• _DOCUMENT SECTION_:
++++++++++++++++++++
Objectives For this conference paper, I will present the results from my Master’s thesis in Sociology in which I aimed to study the effects of one’s relationship to their mental health diagnosis. More specifically, I explore the effects a mental health diagnosis has on the path to recovery of those who must learn to live with a new definition of self. In a context where mental health over-diagnosis is more and more decried, it is important to understand the ways in which it affects individuals’ identity. This study schematized different levels of identification with the diagnosis, its impact on recovery and its effects on coping.
Method I analysed of a sample of 680 messages published in 2017 on a Quebec online discussion forum (qualitative data analysis with NVivo). This forum offers a platform for individuals diagnosed with one or more of the following mental health disorders to connect with one another: depression, bipolar and anxiety. The content analysis focused on three themes: 1) the forms of self-identification to a diagnosis, 2) the experience described by the forum participants and their ways of positioning themselves towards them, and 3) the types of personal adaptations illustrating the self-understanding of diagnosed individuals and the aims and means used to adapt to the difficulties they have experienced (inspired by Robert K. Merton’s Typology of Deviance).
Results The results allowed to identify 1) the types of diagnosis self-identification through speech patterns such as: ‘I’m sick’, ‘I have a disorder’, ‘I have a problem’, ‘I doubt’, ‘who am I ?’, ‘I’m not sick !’ 2) the understanding of the nature of one’s problem (physicho-chemical, bodily, self, environmental) and 3) the modes of adaptation to the lived experiences (goals and means used to cope with it) associated with each type. The different categories of analysis led me to construct a typology of diagnosis that exhibits six figures of appropriation: resigned, expert, resilient, client, suffering and distanced. This typology aimed to illustrate the link between one’s relationship to their diagnosis and one’s positionality towards ways to get better.
Conclusion A strong identification to one’s diagnosis limits one’s ability to explore alternatives to the biomedical approach (medication and medical follow-ups) which leaves the individual with a feeling of hopelessness if these means fail. In contrast, the lack of identification to one’s diagnosis results in individuals who are more destitute and suicidal, because the responsibility to cope weighs entirely on the individual. Speech patterns that promote optimal recovery show profiles of individuals who identify moderately with their diagnosis and who favour a variety of coping methods (medication, healthy relationships, sport, spirituality, etc.). We conclude that consultation of individuals for their diagnosis must consider that one’s lived experience should not merely be presented as an ‘illness’ to be treated. Health professionals must emphasize the complexity of life courses and the multitude of coping mechanisms one can take on the path to recovery.
++++++++++++++++++++
• _EXTRACTED ENTRIES_:
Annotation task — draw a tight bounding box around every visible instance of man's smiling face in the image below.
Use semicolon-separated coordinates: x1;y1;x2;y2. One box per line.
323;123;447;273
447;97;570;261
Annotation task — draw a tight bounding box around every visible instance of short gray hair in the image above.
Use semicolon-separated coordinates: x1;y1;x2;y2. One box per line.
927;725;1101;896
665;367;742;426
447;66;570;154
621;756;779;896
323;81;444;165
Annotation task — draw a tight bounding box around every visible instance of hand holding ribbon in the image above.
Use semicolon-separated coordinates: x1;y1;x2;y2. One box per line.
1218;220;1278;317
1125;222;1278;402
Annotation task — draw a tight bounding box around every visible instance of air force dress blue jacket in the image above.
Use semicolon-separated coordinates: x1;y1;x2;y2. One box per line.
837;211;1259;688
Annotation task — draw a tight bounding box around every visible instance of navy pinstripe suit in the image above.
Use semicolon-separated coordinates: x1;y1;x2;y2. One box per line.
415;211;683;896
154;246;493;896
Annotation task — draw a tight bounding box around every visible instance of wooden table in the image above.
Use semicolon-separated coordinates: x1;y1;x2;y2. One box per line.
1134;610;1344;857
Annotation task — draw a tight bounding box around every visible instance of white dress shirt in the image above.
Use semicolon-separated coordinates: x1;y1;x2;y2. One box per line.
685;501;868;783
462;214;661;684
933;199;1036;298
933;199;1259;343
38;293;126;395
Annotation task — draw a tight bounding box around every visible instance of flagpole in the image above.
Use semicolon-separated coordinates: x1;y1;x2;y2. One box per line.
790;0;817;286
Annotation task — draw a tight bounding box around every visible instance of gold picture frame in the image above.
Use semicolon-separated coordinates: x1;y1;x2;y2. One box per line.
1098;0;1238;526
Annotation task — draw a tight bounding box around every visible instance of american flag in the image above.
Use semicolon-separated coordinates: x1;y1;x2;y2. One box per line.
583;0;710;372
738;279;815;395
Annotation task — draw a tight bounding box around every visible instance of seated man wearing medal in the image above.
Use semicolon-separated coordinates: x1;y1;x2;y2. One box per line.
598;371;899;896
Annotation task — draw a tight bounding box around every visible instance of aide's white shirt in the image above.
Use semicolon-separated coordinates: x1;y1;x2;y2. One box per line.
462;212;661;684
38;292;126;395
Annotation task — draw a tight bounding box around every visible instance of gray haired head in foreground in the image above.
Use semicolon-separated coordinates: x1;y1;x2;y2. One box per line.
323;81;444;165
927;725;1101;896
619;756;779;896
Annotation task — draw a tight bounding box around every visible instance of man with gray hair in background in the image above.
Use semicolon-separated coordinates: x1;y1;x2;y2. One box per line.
++++++++++++++++++++
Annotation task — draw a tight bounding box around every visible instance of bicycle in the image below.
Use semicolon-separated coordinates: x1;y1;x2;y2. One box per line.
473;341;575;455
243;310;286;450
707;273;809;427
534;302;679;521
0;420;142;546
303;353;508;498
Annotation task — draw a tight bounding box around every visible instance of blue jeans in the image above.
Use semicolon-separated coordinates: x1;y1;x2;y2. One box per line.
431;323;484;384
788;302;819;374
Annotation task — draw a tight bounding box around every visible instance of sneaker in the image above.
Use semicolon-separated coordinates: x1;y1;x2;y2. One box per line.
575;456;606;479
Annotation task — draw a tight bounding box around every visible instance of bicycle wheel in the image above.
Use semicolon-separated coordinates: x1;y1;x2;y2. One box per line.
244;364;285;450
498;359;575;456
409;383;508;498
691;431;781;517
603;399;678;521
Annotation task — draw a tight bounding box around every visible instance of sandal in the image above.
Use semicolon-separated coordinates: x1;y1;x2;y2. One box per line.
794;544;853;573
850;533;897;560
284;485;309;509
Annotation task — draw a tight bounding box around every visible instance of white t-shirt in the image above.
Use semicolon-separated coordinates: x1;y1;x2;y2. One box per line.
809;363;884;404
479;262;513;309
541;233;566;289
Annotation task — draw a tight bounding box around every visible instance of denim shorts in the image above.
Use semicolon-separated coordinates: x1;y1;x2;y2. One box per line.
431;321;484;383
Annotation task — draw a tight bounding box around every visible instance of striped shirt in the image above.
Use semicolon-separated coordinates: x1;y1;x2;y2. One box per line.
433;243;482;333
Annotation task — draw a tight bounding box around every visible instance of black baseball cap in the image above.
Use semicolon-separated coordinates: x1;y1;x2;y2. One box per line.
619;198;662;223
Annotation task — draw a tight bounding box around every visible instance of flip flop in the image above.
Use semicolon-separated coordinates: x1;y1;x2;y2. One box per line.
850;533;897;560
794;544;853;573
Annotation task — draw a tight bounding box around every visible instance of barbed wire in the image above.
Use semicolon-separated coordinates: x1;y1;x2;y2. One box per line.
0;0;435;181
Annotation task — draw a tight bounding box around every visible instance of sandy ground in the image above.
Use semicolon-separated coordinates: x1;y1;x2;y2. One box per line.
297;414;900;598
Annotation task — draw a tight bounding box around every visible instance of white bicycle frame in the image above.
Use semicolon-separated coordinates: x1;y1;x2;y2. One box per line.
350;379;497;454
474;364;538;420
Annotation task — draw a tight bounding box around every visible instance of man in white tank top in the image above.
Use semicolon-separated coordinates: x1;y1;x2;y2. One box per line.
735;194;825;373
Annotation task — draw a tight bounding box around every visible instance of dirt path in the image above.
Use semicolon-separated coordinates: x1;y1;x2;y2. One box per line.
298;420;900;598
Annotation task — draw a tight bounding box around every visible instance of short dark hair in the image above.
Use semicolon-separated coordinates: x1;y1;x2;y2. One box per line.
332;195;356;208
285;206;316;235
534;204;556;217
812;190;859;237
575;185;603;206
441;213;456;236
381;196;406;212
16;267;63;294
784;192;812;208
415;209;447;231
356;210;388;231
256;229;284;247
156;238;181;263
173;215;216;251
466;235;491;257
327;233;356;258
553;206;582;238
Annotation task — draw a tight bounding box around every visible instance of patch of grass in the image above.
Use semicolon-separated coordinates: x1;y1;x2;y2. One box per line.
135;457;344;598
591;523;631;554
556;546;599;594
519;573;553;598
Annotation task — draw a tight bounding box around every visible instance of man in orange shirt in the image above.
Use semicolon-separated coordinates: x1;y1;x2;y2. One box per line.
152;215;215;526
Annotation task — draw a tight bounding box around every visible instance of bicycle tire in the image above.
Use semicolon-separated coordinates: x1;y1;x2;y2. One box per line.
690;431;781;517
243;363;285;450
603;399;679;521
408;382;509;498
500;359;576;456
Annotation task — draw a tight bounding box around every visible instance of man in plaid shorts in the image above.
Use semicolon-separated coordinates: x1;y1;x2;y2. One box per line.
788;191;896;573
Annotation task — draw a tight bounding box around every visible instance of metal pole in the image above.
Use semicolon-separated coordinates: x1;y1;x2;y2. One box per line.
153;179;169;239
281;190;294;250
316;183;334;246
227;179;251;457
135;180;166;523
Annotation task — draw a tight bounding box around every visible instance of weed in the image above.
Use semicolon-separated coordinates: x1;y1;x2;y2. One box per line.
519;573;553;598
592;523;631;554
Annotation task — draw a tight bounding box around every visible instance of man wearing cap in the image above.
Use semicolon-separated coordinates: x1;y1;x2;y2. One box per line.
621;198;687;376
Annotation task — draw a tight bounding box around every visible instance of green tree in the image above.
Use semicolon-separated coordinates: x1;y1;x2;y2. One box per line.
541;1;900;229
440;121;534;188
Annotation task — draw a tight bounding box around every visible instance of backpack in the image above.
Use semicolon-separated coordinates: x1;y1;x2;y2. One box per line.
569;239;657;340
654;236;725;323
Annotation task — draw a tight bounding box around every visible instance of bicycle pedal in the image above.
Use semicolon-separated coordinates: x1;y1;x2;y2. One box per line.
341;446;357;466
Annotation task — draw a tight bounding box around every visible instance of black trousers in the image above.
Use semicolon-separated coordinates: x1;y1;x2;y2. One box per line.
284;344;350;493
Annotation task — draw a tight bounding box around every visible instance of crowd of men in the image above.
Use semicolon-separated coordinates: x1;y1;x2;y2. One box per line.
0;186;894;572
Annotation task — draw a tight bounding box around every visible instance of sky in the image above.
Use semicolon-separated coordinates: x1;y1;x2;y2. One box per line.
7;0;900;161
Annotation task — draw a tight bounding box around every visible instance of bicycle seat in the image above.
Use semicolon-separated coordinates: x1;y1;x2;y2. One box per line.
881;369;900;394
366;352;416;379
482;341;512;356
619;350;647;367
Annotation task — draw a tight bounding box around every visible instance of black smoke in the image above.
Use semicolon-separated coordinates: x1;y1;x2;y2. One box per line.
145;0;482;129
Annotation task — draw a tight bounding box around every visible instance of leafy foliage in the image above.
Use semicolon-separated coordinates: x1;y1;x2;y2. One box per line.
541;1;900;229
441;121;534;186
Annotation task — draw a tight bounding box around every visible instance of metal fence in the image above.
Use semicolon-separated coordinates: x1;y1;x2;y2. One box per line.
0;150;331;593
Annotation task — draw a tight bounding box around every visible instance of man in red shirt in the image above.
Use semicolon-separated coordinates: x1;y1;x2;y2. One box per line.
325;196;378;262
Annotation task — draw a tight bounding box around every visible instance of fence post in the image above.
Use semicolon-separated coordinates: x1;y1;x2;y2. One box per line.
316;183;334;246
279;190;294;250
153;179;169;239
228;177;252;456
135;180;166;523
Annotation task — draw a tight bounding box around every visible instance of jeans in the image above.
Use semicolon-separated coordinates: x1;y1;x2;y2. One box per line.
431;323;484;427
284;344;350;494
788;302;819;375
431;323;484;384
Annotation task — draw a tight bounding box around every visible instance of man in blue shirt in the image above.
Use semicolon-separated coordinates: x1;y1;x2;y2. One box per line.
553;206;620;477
++++++++++++++++++++
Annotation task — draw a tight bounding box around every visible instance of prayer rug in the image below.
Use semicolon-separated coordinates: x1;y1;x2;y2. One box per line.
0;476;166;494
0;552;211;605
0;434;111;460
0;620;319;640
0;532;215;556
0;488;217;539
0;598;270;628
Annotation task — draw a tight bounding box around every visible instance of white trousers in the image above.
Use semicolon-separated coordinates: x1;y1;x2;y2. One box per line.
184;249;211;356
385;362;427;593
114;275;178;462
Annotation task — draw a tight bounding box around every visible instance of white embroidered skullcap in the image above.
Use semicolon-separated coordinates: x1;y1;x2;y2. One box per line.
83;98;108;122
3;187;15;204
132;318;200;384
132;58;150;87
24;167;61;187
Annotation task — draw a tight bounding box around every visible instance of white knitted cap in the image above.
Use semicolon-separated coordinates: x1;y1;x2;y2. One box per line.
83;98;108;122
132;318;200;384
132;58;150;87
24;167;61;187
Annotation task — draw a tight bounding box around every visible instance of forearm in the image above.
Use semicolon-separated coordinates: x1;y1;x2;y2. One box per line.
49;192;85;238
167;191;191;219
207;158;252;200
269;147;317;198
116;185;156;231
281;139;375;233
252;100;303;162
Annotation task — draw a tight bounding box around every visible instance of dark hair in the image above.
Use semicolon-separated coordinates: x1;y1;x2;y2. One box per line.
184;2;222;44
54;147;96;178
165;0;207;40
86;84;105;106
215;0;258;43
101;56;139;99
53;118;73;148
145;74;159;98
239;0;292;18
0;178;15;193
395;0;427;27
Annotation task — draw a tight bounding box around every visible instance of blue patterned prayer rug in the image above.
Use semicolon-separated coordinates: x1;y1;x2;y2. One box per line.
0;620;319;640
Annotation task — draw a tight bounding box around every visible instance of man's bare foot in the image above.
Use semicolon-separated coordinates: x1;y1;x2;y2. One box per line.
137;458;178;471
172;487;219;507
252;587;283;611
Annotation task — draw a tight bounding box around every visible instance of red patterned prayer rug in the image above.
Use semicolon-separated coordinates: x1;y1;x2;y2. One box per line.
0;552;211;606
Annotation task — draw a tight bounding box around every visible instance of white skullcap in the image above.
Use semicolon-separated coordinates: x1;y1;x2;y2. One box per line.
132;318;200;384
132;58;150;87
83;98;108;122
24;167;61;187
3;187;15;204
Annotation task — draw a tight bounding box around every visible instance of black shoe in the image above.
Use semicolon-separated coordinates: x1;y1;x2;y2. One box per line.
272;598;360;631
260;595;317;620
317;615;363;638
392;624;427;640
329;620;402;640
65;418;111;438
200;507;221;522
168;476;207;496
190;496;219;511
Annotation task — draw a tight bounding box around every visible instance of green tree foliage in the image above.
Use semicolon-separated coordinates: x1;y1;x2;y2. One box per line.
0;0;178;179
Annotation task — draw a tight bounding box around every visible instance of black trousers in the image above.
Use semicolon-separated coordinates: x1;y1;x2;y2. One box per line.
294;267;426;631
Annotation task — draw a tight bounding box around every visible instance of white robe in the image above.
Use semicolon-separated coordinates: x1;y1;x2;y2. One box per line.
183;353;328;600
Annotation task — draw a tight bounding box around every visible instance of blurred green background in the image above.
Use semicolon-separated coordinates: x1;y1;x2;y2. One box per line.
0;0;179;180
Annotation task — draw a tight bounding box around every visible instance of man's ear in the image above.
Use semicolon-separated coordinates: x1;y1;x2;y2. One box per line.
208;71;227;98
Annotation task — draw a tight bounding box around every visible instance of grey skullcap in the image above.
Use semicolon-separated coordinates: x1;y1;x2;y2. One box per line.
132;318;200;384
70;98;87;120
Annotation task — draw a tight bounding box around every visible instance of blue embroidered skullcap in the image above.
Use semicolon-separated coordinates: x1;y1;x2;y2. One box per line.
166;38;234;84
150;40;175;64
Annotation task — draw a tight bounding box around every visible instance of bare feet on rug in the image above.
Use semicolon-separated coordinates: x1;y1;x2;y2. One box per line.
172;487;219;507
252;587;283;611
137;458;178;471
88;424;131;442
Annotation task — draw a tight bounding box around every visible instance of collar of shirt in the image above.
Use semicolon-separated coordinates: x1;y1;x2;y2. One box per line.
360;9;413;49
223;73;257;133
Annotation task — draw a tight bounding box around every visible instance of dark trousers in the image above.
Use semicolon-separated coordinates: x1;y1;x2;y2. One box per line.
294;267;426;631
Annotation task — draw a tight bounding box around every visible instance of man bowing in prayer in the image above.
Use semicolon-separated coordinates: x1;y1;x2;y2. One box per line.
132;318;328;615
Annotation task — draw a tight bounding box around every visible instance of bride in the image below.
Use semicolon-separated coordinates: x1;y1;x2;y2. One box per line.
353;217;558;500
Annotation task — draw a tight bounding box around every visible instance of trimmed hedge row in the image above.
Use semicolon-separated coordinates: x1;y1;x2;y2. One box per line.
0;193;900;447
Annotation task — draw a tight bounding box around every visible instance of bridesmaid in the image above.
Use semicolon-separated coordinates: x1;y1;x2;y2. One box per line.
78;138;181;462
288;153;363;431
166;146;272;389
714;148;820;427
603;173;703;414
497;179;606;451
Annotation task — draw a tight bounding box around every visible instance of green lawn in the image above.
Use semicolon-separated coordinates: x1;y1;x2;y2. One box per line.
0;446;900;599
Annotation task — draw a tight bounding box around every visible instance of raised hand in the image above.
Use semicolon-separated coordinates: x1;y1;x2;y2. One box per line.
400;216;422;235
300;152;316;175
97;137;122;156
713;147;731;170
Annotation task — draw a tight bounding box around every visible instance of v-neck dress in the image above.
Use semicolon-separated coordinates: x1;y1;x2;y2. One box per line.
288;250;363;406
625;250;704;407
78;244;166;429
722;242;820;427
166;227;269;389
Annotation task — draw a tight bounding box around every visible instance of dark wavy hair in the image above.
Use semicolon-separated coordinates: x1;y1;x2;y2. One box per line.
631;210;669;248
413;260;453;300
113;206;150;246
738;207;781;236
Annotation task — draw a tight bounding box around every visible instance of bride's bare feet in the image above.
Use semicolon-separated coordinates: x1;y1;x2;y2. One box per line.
++++++++++++++++++++
• _TO DO_:
1. Copy the section of the mental health diagnosis abstract that begins at the words "Results The results" and ends after the words "to get better.".
2. Summarize the mental health diagnosis abstract in two sentences.

• _SOLUTION SET_:
1.
Results The results allowed to identify 1) the types of diagnosis self-identification through speech patterns such as: ‘I’m sick’, ‘I have a disorder’, ‘I have a problem’, ‘I doubt’, ‘who am I ?’, ‘I’m not sick !’ 2) the understanding of the nature of one’s problem (physicho-chemical, bodily, self, environmental) and 3) the modes of adaptation to the lived experiences (goals and means used to cope with it) associated with each type. The different categories of analysis led me to construct a typology of diagnosis that exhibits six figures of appropriation: resigned, expert, resilient, client, suffering and distanced. This typology aimed to illustrate the link between one’s relationship to their diagnosis and one’s positionality towards ways to get better.

2. The study analyzed 680 messages posted in 2017 on a Quebec online forum for people diagnosed with depression, bipolar disorder, or anxiety, examining how identification with a mental health diagnosis affects recovery and coping. It built a typology of six figures of appropriation (resigned, expert, resilient, client, suffering, and distanced) and concluded that moderate identification combined with varied coping methods promotes optimal recovery, while strong identification limits alternatives to the biomedical approach and a lack of identification leaves individuals more destitute and suicidal.